### Texto
____________________
Quem é o “analfabeto político”?

Aprender a ler é uma tarefa difícil. Exige mobilizações cognitivas e sociais. A postura do corpo em segurar a página, o virar das folhas, a direção da escrita, os fonemas, a transparência ortográfica (o quanto o modo de falar se aproxima do que escrevemos), como observamos as pessoas interagirem com o texto, entre outras ocorrências, impactam a reação diante dos parágrafos. Numa tirinha ou numa charge, por exemplo, existem referências específicas de eventos históricos. O sentido é circunstancial, marcado no tempo. As piadas do twitter nem sempre terão graça para sua mãe, os vídeos que ela te manda em grupos de Whatsapp, igualmente, com o passar dos anos, essas mesmas piadas talvez perderão a “validade”. O que faz rir, revolta, comove, diz muito sobre a trajetória pessoal, ao que tivemos acesso. Nos últimos capítulos da novela “Império”, quando o Comendador encontrou a piscina cheia de dinheiro meu primeiro pensamento foi “Dinheiro velho! São cruzeiros? Não vai dar pra usar nada”. Qual minha surpresa quando Maria Marta disse “Euros!”. Ainda bem que o autor foi didático, aposto que muita gente também não sabe como é um euro porque nunca viu um.

Por DEBORAH SÁ, do Cabine Privativa

Entendemos um enredo, quando temos acesso às referências que ele pede. Fazer inferência de um conteúdo, pescar ironias, demanda que o leitor compreenda não apenas quando o texto foi produzido, mas para quem, em que época, com qual finalidade. Ser leitor não significa imediatamente ser escritor ou orador, várias pessoas não ficam confortáveis se perguntadas sobre o que acham de assuntos como política. Os mais reservados tem receio até de dizer o que pensam de um filme, se isso implica expor suas impressões diante de uma obra. Inúmeras vezes, principalmente quando fiz EJA, meus colegas de sala ficavam realmente paralisados, sem saber por onde começar “Eu acho que…”, “Eu achei legal”, sem desenvolver a ideia adiante. Em certos momentos, sentei com três ou quatro pessoas ao meu redor, ajudando, conversando, depois revisando, colocando pontuação. As vírgulas me embananam até hoje, mas na época, era um diferencial claro, não de que eu era especial ou superior, mas de alguma forma, recebi mais estímulos a dizer o que pensava.
____________________
### Dados da tarefa
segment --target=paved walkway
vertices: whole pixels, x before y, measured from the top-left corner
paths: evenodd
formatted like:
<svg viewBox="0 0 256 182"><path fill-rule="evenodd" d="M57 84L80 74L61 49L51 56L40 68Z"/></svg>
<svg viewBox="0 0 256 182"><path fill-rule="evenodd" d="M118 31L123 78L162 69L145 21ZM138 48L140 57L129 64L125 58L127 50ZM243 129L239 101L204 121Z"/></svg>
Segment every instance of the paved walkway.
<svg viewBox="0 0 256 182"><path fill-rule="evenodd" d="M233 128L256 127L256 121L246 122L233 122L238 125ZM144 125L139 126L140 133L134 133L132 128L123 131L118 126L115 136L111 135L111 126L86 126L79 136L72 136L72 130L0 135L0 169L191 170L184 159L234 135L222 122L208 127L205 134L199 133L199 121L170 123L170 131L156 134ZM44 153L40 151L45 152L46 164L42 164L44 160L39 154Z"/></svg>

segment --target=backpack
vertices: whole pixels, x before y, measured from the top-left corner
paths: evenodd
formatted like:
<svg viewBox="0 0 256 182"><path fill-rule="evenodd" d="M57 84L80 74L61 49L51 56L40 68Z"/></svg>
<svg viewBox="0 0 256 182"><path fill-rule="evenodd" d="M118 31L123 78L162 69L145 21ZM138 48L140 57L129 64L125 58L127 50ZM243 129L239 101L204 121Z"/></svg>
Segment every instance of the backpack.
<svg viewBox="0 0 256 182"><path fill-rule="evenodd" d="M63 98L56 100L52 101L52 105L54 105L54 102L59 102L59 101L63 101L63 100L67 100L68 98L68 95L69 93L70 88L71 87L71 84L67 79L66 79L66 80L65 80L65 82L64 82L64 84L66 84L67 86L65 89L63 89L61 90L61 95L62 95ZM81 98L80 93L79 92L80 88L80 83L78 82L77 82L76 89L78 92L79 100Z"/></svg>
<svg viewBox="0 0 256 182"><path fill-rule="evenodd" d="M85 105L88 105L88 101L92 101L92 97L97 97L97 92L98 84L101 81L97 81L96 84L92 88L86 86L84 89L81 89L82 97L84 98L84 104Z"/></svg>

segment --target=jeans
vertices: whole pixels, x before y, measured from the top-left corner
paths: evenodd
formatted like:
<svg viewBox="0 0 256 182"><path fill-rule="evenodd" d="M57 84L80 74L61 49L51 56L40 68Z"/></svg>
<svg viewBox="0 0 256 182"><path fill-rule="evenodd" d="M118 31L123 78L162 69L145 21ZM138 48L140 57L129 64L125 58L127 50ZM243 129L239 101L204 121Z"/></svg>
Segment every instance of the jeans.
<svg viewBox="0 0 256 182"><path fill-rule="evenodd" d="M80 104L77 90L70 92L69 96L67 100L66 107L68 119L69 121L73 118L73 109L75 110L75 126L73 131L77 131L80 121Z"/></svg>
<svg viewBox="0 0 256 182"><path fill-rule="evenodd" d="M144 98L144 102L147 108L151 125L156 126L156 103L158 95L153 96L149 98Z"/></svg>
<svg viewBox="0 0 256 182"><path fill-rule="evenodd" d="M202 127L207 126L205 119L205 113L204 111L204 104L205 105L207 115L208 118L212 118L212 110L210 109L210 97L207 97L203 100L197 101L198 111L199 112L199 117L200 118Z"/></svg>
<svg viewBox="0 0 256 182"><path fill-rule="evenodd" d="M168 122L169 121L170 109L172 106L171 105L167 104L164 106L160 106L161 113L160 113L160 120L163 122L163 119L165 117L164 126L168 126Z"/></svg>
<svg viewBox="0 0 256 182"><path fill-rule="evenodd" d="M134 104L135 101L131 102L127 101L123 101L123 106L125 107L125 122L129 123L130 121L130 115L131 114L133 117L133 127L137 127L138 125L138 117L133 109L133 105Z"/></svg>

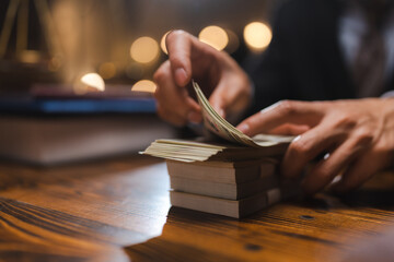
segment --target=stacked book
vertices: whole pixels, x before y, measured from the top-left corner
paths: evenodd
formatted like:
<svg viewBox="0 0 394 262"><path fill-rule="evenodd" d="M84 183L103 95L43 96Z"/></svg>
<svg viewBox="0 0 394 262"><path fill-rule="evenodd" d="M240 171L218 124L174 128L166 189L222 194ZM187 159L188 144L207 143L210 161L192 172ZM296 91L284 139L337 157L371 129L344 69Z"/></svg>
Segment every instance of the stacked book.
<svg viewBox="0 0 394 262"><path fill-rule="evenodd" d="M221 140L157 140L142 152L166 159L172 205L241 218L296 192L277 174L292 138L248 138L215 112L197 84L195 90L205 127Z"/></svg>

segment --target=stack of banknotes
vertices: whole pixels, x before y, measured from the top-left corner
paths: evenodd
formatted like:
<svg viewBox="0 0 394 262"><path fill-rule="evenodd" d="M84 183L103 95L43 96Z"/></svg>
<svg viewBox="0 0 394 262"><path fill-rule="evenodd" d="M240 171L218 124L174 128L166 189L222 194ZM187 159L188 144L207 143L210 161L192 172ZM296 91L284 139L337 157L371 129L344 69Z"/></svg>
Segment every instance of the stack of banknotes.
<svg viewBox="0 0 394 262"><path fill-rule="evenodd" d="M174 206L241 218L291 195L278 164L292 136L250 138L210 106L193 82L204 124L217 139L157 140L142 154L166 159Z"/></svg>

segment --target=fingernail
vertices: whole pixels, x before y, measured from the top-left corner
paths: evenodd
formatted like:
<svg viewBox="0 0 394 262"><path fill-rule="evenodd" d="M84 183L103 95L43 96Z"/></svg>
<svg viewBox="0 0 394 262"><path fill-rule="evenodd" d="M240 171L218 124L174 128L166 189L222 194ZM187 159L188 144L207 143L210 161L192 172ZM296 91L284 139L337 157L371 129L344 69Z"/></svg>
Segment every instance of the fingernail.
<svg viewBox="0 0 394 262"><path fill-rule="evenodd" d="M187 74L186 74L186 71L183 69L183 68L178 68L175 70L175 80L176 80L176 83L181 86L187 84L186 81L187 81Z"/></svg>
<svg viewBox="0 0 394 262"><path fill-rule="evenodd" d="M246 133L247 131L250 131L250 126L247 123L242 123L237 127L237 129L243 132Z"/></svg>
<svg viewBox="0 0 394 262"><path fill-rule="evenodd" d="M218 114L219 114L222 118L225 118L225 114L224 114L224 110L223 110L223 109L219 109L219 110L218 110Z"/></svg>
<svg viewBox="0 0 394 262"><path fill-rule="evenodd" d="M195 111L190 111L187 115L187 120L193 123L200 123L202 121L201 115Z"/></svg>

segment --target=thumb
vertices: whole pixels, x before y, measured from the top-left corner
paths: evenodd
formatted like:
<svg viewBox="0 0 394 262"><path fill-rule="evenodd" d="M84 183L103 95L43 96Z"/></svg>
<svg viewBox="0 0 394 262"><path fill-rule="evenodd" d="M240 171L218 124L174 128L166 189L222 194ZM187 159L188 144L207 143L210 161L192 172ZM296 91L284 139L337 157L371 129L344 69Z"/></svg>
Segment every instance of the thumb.
<svg viewBox="0 0 394 262"><path fill-rule="evenodd" d="M221 88L216 88L211 96L209 97L209 104L212 106L215 111L219 114L222 118L225 118L225 97L224 92Z"/></svg>
<svg viewBox="0 0 394 262"><path fill-rule="evenodd" d="M184 31L173 31L165 38L173 78L178 86L192 79L192 46L194 38Z"/></svg>

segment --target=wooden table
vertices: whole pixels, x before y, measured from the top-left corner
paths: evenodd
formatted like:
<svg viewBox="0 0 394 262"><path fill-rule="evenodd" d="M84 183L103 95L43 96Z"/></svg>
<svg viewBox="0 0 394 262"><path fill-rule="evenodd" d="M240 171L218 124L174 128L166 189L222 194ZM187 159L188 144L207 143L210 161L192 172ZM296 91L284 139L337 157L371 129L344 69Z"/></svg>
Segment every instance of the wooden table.
<svg viewBox="0 0 394 262"><path fill-rule="evenodd" d="M172 207L144 156L51 168L0 164L0 261L337 261L394 225L394 176L246 219Z"/></svg>

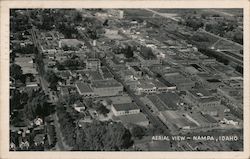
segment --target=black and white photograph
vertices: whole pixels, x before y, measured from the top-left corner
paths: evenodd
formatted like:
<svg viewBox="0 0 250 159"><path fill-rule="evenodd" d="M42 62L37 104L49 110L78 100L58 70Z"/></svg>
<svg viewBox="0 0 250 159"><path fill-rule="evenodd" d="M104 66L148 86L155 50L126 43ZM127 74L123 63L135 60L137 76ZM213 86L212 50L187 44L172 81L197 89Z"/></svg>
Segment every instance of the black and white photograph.
<svg viewBox="0 0 250 159"><path fill-rule="evenodd" d="M5 146L248 150L245 16L243 7L9 8Z"/></svg>

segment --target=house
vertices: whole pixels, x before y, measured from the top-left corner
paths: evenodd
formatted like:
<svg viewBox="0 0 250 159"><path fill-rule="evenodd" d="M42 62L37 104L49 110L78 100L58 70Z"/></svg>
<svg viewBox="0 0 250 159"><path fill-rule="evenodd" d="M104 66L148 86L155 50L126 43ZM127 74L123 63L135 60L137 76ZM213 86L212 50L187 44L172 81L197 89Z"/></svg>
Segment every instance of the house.
<svg viewBox="0 0 250 159"><path fill-rule="evenodd" d="M123 103L123 104L113 104L111 106L115 116L138 114L140 113L140 108L135 103Z"/></svg>

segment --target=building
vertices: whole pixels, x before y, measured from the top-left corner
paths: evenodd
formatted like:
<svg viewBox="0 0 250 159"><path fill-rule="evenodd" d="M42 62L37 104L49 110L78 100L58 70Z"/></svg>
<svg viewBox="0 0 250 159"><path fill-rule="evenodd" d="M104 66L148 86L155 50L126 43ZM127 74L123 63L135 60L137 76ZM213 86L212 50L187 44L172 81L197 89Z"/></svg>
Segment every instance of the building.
____________________
### As tarefas
a: No texto, o que Maria Marta diz quando o Comendador encontra a piscina cheia de dinheiro?
b: Transforme em uma lista JSON de strings as linhas de dados acima, desde a que contém "segment --target=building" até a última linha dos dados. Use uma string para cada linha e deixe de fora as linhas em branco.

### Respostas por tarefa
a: Ela diz "Euros!".

b:
[
  "segment --target=building",
  "vertices: whole pixels, x before y, measured from the top-left corner",
  "paths: evenodd",
  "formatted like:",
  "<svg viewBox=\"0 0 250 159\"><path fill-rule=\"evenodd\" d=\"M42 62L37 104L49 110L78 100L58 70Z\"/></svg>",
  "<svg viewBox=\"0 0 250 159\"><path fill-rule=\"evenodd\" d=\"M104 66L148 86L155 50L126 43ZM127 74L123 63L135 60L137 76ZM213 86L212 50L187 44L172 81L197 89Z\"/></svg>",
  "Segment every instance of the building."
]